### Activity:
According to the text about student research, what do students find hardest when doing everyday research?

I hate it when students who have hit on a novel and interesting way of looking at an issue tell me they have to change their topic because they can’t find sources that say exactly what they plan to say. I try to persuade them otherwise, but they believe that original ideas are not allowed in “research.” How messed up is that? The other and, sadly, more frequent reference desk winch-making moment involves a student needing help finding sources for a paper he’s already written. Most commonly, students pull together a bunch of sources, many of which they barely understand on a topic they know little about, and do their best to mash the contents up into the required number of pages. No wonder the Citation Project leaders learned students “have nothing to say.” I probably wouldn’t, either.
Yet they have plenty to say when they are not writing “research” papers. Another presentation at the conference by Paul Rogers and Andrea Lunsford looked at extracurricular writing that students do and how differently they approach it. (There's lots more at the Stanford Study of Writing website.) Students writing for a real purpose (other than to prove they can adhere to a set of rules) are able to engage with ideas, understand their audience, use sources ethically and convincingly, and understand and care about the subject they are writing about.
This totally matches up with the recently-released study from Project Information Literacy on “everyday research.” In that study, drawing on survey results from over 8,000 students at institutions across the country, students reported on their experience with finding and using sources for both academic and personal purposes. In interviews and focus groups, the researchers, Alison Head and Michael Eisenberg, probed what the survey results suggested and found that the hardest part of academic research – finding a topic and narrowing it down – is not an issue for everyday life research. Findings sources is also not much of a challenge, and I was cheered to learn that students use library databases and books as well as web and personal connections in their personal research. Where they have trouble is evaluating the results – the part of the process that gets the shortest shrift when we try to help students learn the ropes. An hour in the library goes by fast, particularly when students are looking up scholarly sources they can’t understand using search terms they have only just encountered for the first time and probably can't define.

(Dataset entries)
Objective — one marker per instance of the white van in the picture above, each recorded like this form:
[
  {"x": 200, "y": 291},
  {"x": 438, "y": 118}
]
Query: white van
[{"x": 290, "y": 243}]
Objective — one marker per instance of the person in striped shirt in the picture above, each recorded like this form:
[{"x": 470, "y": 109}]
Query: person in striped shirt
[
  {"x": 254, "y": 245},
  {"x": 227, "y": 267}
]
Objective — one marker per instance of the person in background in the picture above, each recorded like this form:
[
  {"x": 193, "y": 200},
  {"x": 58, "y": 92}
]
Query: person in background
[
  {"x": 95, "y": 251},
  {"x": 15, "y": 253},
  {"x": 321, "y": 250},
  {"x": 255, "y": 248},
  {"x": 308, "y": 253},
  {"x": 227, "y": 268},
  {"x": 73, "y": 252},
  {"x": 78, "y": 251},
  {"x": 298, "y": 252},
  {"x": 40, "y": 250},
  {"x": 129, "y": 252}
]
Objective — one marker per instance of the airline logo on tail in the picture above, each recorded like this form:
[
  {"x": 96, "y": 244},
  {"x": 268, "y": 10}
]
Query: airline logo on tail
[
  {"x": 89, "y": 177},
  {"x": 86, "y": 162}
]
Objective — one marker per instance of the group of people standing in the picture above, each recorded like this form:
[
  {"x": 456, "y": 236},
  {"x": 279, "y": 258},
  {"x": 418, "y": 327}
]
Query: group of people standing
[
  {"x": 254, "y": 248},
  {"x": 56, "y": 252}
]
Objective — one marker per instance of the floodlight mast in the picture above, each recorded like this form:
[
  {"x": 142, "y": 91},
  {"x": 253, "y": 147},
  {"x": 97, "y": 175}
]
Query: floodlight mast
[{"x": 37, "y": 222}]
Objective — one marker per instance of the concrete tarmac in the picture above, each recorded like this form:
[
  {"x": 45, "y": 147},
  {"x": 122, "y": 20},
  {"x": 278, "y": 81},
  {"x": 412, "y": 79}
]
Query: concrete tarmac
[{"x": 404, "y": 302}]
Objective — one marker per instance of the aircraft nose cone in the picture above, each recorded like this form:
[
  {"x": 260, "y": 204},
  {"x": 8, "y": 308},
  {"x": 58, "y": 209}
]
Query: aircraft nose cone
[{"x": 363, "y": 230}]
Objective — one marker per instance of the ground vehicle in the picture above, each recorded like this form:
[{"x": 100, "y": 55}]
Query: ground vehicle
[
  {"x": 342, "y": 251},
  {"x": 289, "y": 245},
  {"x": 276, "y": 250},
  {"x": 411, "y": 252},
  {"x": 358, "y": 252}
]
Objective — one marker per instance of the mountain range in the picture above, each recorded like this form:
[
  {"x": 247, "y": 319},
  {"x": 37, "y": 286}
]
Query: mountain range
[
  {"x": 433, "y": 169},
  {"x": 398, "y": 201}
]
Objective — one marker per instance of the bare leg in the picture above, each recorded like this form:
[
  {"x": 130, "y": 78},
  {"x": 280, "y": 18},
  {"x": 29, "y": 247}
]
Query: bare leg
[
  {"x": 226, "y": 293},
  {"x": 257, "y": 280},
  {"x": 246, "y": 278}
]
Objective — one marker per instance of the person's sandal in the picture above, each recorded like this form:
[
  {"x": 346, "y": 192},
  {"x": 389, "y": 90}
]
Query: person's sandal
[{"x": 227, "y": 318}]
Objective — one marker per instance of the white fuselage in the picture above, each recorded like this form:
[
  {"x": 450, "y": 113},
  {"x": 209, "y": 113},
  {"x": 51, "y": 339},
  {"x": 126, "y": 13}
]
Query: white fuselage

### Written solution:
Evaluating the results.